BEGIN Given data
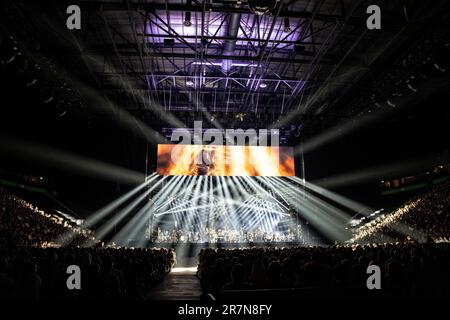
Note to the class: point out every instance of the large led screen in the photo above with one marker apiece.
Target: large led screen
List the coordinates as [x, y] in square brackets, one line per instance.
[214, 160]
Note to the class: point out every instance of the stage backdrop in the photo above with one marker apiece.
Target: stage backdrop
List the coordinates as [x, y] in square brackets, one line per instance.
[213, 160]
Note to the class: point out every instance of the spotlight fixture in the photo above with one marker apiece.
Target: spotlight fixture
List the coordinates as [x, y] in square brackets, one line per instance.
[287, 26]
[187, 19]
[261, 7]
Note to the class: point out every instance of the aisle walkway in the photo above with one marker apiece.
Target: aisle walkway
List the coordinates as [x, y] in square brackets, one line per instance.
[180, 284]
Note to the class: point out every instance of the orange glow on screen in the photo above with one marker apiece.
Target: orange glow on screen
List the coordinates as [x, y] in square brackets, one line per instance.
[211, 160]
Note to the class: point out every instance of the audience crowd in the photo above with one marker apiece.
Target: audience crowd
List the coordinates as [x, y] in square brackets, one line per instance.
[23, 224]
[407, 269]
[33, 263]
[424, 218]
[105, 273]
END Given data
__Task directions__. Please return all lines in the material above that include the word "orange".

__Result below__.
Note to the class: point out every instance of the orange glow on screen in the photo above with one marker apiece.
Target: orange glow on screen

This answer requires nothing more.